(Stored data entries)
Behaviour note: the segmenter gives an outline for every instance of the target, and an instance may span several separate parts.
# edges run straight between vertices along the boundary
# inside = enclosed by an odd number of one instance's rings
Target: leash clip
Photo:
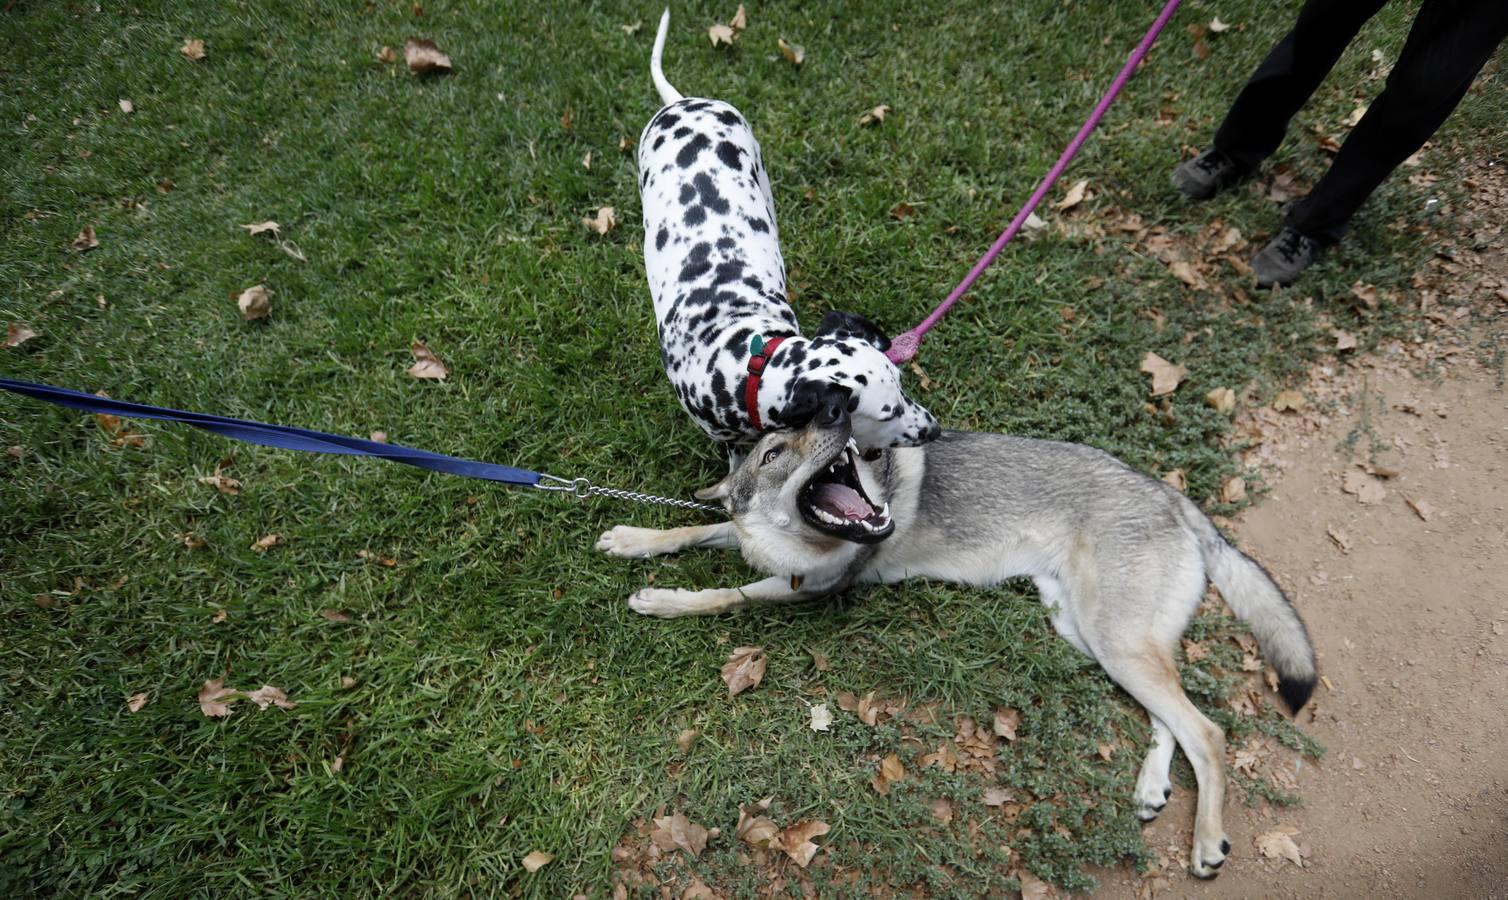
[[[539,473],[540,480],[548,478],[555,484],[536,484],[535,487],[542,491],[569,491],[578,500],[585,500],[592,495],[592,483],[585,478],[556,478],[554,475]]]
---
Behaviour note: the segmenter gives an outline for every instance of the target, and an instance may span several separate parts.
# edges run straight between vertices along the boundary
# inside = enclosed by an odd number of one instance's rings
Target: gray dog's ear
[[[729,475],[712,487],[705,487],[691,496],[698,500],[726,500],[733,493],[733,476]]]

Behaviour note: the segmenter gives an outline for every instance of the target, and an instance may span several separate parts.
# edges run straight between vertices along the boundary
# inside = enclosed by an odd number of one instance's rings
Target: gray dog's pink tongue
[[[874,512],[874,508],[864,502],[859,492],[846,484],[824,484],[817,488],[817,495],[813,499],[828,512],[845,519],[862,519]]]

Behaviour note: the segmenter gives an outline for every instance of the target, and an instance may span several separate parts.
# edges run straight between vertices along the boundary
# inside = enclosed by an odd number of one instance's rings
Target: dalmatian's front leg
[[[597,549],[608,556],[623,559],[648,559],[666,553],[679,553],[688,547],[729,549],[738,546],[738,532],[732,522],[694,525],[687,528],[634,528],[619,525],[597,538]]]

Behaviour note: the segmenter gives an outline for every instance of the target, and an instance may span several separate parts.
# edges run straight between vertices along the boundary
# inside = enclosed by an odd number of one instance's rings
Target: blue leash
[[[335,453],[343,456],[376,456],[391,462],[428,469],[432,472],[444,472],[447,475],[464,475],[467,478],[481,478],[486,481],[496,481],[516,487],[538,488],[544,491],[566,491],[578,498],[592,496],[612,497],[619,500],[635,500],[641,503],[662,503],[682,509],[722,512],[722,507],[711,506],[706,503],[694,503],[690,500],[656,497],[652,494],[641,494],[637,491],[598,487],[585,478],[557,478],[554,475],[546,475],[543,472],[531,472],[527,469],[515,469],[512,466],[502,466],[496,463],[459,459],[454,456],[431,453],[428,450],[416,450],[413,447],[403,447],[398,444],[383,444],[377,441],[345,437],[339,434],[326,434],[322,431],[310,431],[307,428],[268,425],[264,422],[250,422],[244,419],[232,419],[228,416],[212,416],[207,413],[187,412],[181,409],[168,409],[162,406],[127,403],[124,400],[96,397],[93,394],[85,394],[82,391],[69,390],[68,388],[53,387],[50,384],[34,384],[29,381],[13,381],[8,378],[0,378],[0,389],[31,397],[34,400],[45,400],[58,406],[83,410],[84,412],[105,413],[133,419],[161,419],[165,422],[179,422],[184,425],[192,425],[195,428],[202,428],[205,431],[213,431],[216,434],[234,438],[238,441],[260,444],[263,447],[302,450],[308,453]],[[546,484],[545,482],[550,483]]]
...
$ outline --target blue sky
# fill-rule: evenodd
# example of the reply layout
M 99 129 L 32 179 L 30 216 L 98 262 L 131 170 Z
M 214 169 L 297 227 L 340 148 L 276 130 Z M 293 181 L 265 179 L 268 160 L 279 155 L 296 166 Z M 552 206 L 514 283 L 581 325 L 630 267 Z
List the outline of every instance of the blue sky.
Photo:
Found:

--- Required work ---
From the records above, print exactly the lines that run from the line with "# example of the reply layout" to the line with "List the outline", inclusive.

--- Output for this task ---
# example of the reply layout
M 99 129 L 32 179 L 30 216 L 98 262 L 131 170 Z
M 214 169 L 297 227 L 340 148 L 276 130 Z M 293 181 L 265 179 L 268 160 L 279 155 L 296 166 Z M 552 206 L 514 283 L 581 325 L 630 267 Z
List the outline of every instance of the blue sky.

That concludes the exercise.